**WORK INSTRUCTIONS**
What follows is a listing to be transcribed exactly.

**INPUT ROWS**

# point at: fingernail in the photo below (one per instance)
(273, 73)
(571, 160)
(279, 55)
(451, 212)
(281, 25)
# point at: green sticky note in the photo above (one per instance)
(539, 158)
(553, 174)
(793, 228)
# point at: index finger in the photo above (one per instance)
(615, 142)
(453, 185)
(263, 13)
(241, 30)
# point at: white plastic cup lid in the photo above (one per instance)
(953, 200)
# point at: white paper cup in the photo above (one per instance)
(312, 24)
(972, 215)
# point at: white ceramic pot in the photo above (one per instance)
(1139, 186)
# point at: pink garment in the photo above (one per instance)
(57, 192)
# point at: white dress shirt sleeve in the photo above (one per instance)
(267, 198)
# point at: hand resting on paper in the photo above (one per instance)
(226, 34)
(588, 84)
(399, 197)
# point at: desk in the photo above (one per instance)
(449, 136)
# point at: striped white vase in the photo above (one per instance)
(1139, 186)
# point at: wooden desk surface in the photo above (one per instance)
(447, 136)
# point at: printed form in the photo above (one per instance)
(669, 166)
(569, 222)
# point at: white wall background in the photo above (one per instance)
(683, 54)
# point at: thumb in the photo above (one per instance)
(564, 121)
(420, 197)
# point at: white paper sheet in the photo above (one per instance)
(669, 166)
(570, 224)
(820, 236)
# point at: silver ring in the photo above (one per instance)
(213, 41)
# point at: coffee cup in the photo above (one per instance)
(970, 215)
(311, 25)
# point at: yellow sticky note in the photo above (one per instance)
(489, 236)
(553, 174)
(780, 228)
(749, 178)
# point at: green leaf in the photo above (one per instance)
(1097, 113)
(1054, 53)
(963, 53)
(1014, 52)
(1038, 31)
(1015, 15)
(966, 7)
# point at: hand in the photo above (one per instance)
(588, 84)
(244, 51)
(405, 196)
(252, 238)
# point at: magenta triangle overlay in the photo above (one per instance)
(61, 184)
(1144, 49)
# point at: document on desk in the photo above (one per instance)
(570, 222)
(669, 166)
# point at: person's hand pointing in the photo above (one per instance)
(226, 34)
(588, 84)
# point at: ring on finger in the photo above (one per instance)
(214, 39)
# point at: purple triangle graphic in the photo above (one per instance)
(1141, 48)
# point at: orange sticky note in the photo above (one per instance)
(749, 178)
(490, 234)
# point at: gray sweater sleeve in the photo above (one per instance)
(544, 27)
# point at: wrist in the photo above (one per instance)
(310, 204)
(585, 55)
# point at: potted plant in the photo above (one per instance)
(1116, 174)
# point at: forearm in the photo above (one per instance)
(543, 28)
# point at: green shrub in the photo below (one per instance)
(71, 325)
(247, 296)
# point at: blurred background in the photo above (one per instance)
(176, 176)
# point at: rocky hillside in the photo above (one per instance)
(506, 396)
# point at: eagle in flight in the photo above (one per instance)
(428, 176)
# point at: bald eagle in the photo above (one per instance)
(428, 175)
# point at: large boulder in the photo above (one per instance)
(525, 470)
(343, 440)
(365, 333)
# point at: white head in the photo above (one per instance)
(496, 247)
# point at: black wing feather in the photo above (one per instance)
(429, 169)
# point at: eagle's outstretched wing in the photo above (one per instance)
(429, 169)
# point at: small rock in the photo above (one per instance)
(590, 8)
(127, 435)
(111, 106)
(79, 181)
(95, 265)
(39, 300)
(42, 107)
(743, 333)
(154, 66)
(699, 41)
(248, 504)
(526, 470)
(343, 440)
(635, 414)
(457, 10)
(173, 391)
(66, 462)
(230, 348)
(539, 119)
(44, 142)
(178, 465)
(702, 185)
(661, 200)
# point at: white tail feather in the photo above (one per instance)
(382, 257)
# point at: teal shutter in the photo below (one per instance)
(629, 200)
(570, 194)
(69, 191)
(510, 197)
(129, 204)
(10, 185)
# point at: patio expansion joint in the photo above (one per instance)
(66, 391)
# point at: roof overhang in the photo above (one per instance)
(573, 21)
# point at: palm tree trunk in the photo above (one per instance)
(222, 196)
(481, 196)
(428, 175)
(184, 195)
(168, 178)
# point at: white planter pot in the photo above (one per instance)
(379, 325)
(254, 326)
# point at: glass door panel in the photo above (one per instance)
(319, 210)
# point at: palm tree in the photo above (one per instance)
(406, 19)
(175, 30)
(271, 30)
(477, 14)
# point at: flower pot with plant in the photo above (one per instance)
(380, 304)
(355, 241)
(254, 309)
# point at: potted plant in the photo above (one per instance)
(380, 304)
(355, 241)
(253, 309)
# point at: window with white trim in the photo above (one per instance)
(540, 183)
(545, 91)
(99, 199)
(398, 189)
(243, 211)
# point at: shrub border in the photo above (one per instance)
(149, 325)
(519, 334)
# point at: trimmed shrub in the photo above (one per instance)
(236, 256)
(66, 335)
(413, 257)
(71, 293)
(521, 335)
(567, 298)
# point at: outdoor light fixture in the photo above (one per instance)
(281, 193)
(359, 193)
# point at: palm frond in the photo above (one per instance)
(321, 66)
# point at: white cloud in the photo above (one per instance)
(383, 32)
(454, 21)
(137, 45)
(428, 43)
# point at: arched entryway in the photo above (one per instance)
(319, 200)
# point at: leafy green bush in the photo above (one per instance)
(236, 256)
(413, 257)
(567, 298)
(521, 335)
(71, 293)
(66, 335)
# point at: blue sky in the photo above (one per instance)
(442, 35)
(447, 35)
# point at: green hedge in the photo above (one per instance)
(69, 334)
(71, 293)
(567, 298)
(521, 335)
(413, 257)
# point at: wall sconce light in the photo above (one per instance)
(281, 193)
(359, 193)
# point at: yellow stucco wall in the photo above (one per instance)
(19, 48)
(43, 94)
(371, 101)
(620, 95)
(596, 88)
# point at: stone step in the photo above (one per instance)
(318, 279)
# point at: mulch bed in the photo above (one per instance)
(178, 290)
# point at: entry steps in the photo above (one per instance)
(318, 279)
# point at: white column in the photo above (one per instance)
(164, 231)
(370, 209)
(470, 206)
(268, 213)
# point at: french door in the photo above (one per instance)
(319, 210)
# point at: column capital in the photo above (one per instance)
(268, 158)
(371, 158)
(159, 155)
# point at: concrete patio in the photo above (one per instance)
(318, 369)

**FULL ANSWER**
# point at: fingernail in the photo below (one per instance)
(273, 73)
(571, 160)
(279, 55)
(451, 212)
(281, 25)
# point at: green sticky note in the photo above (one per instance)
(539, 158)
(553, 174)
(793, 228)
# point at: index finger in the photo above (one per instance)
(615, 142)
(453, 185)
(263, 13)
(241, 30)
# point at: white plastic cup lid in the photo above (one per instance)
(953, 200)
# point at: white paper cup in the photo above (one per instance)
(312, 24)
(972, 215)
# point at: white ceramic pot in the photo above (one per instance)
(1139, 186)
# point at: pink garment in the photo above (one per instance)
(57, 192)
# point at: white dress shirt sleeve in the photo above (one per instance)
(267, 198)
# point at: hand resting on paper in the photo above (one per instance)
(226, 34)
(588, 84)
(399, 197)
# point at: desk in the photo above (one per instance)
(449, 136)
# point at: striped white vase in the photo above (one per instance)
(1139, 186)
# point at: wooden desk surface in the photo above (one per instance)
(447, 136)
# point at: printed form in the photo above (one per instance)
(669, 166)
(569, 222)
# point at: white wall background in the photo above (one per instance)
(683, 54)
# point at: thumb in the photo above (one per instance)
(564, 121)
(420, 197)
# point at: white paper sheet in the photo above (one per instance)
(669, 166)
(570, 224)
(820, 236)
# point at: silver ring in the photo above (one per instance)
(213, 41)
# point at: coffee cup in the photo above (one per instance)
(970, 215)
(311, 25)
# point at: yellow sticky note in the photo above (one per instance)
(489, 236)
(553, 174)
(780, 228)
(749, 178)
# point at: green leaf in the photo above (one per instance)
(1097, 113)
(1054, 53)
(963, 53)
(1014, 52)
(1038, 31)
(1015, 15)
(966, 7)
# point at: hand in the photo above (one per instance)
(588, 84)
(244, 51)
(405, 196)
(252, 238)
# point at: magenta triangle overlay in the photo above (one per instance)
(61, 184)
(1144, 49)
# point at: document on desk in the photo above (one per instance)
(570, 222)
(669, 166)
# point at: person's hand pointing in the photo above (one per instance)
(226, 34)
(588, 84)
# point at: ring on finger in the photo above (one per instance)
(214, 39)
# point at: purple triangle graphic in the photo above (one per instance)
(1141, 48)
# point at: orange sticky note in the photo above (one per instance)
(749, 178)
(490, 234)
# point at: gray sweater sleeve in the photo above (one per instance)
(544, 27)
# point at: wrist in the photo above (one per instance)
(310, 204)
(585, 55)
# point at: potted plant in the photo above (one per instance)
(1116, 174)
# point at: forearm in the photo above (one per instance)
(543, 28)
# point at: green shrub in the photo below (one per instance)
(71, 325)
(247, 296)
# point at: blurred background in the photo above (one per instance)
(176, 176)
# point at: rocky hillside in the photo above (one per instance)
(506, 396)
# point at: eagle in flight in the photo above (one per instance)
(428, 176)
# point at: bald eagle in the photo above (one per instance)
(428, 175)
# point at: large boulder in the photo above (one per instance)
(525, 470)
(343, 440)
(365, 333)
# point at: white head in the photo above (one per instance)
(496, 247)
# point at: black wing feather in the photo above (one per instance)
(429, 169)
# point at: eagle's outstretched wing in the photo above (one per instance)
(429, 169)
# point at: small rock in the photo above (one per instance)
(590, 8)
(127, 435)
(111, 106)
(79, 181)
(95, 265)
(39, 300)
(42, 107)
(743, 333)
(154, 66)
(699, 41)
(248, 504)
(526, 470)
(343, 440)
(635, 414)
(457, 10)
(173, 391)
(66, 462)
(230, 348)
(539, 119)
(44, 142)
(178, 465)
(702, 185)
(661, 200)
# point at: white tail feather in the photo above (one per instance)
(382, 257)
# point at: teal shutter in the photo below (one per instance)
(629, 200)
(570, 194)
(69, 191)
(510, 197)
(129, 204)
(10, 185)
# point at: patio expansion joint in the photo above (one per instance)
(66, 391)
# point at: roof overhang in the photo above (one per instance)
(573, 21)
# point at: palm tree trunk in the photo above (one per instance)
(222, 196)
(481, 196)
(428, 175)
(184, 195)
(168, 178)
# point at: white planter pot in the photo above (one per instance)
(379, 325)
(254, 326)
# point at: glass door panel in the photo above (one per instance)
(319, 210)
# point at: palm tree in the photo above (one per instance)
(406, 19)
(175, 30)
(271, 30)
(477, 14)
# point at: flower pot with plant in the photo above (one per instance)
(380, 304)
(355, 241)
(254, 309)
# point at: potted plant in the photo above (one per instance)
(380, 304)
(355, 241)
(253, 309)
# point at: window with white trim in the photo above (one per instance)
(540, 183)
(545, 91)
(99, 199)
(398, 189)
(243, 211)
# point at: shrub border in the photo above (one per instance)
(149, 325)
(519, 334)
# point at: trimmed shrub in the photo above (one per instance)
(236, 256)
(66, 335)
(413, 257)
(71, 293)
(521, 335)
(567, 298)
# point at: outdoor light fixture in the photo above (one per instance)
(281, 193)
(359, 193)
# point at: palm frond in the photo above (one per instance)
(321, 66)
# point at: white cloud in the photo above (one per instance)
(383, 32)
(454, 21)
(137, 45)
(428, 43)
# point at: arched entryway in the photo above (one per instance)
(319, 200)
# point at: leafy green bush in the photo above (one per instance)
(236, 256)
(413, 257)
(567, 298)
(521, 335)
(71, 293)
(66, 335)
# point at: blue sky in the photo above (one per instance)
(442, 35)
(447, 35)
# point at: green hedge in the photo above (one per instance)
(69, 334)
(71, 293)
(567, 298)
(521, 335)
(413, 257)
# point at: wall sconce light in the photo above (one per instance)
(281, 193)
(359, 193)
# point at: yellow stucco wall in the photo above (one per instance)
(19, 48)
(43, 94)
(371, 101)
(620, 95)
(596, 88)
# point at: stone step in the photo above (one per instance)
(318, 279)
# point at: mulch bed in the photo above (one per instance)
(178, 290)
# point at: entry steps in the photo above (one per instance)
(318, 279)
# point at: white column in the photo above (one per instance)
(164, 231)
(370, 209)
(470, 206)
(268, 213)
# point at: french door in the photo above (one per instance)
(319, 210)
# point at: column capital in the photo above (one per instance)
(268, 158)
(371, 158)
(159, 155)
# point at: concrete patio in the photo above (one per instance)
(318, 369)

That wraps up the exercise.